» PAGE EXTRACT

# Float tube? Scouting time?



## mbentle2 (Nov 3, 2010)

Spent all morning scouting places to scout some more. Found some potential holes and some that already had water and ducks. Anyway, some of my spots are to far to carry a small boat and to deep to wade and i have no dog or friend with a dog.

1. Im thinkin of gettin a big inner tube to float in the deep spots to retrieve the ducks i will hopfully kill. Do any of yall have experience with this or suggestions? 

Also

2. I have multiple spots to scout do i need to scout each one at daylight or can i go to one then and the rest later in the morning bc there all at the same property but i dont have time to go to each at daylight?

Thanks in advance
Mitch


----------



## Larry Young Jr (Nov 3, 2010)

Mitch, If your spots are close to each other you should not have to scout each spot. If you have ducks 1 or 2 spots you should have ducks in all your spots.  Look at your cableas cat. in Fly fishing section get you camo float tube. they are light weight and small. Good luck
Larry


----------



## georgiaboy (Nov 3, 2010)

My Dad used to use one of the float tube seat/kits and liked it.  Make sure to wear a PFD in case you go under, sink, whatever.

I agree with Larry and scouting at different times is best in my opinion.  They could be roost ponds, feeding areas or just loafing areas which happen at different times.  I have been at a spot and not seen a single bird then had 50-100 ducks pour in right before sunset.  Sometimes mid morning is a great time to hunt when the ducks come back from feeding somewhere else to loaf.


----------



## LipRip'r (Nov 3, 2010)

georgiaboy said:


> My Dad used to use one of the float tube seat/kits and liked it.  Make sure to wear a PFD in case you go under, sink, whatever.

» WRITTEN INSTRUCTION A
Answer these questions from the forum thread on float tubes and duck scouting:
(i) What two reasons does Mitch give for being unable to reach some of his spots by boat or on foot?
(ii) What safety item does georgiaboy advise wearing?
(iii) How many ducks does georgiaboy report seeing pour in right before sunset?
The forum thread and the rows that follow it were taken from separate sources.

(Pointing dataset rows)
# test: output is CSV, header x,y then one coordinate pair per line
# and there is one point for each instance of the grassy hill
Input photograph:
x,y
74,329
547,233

» WRITTEN INSTRUCTION B
Substitute "green hillside" for "grassy hill" in the rows above, and reproduce the rows with nothing else altered.

» ANSWER A
(i) The spots are too far to carry a small boat and too deep to wade.
(ii) A PFD.
(iii) 50-100 ducks.

» ANSWER B
# test: output is CSV, header x,y then one coordinate pair per line
# and there is one point for each instance of the green hillside
Input photograph:
x,y
74,329
547,233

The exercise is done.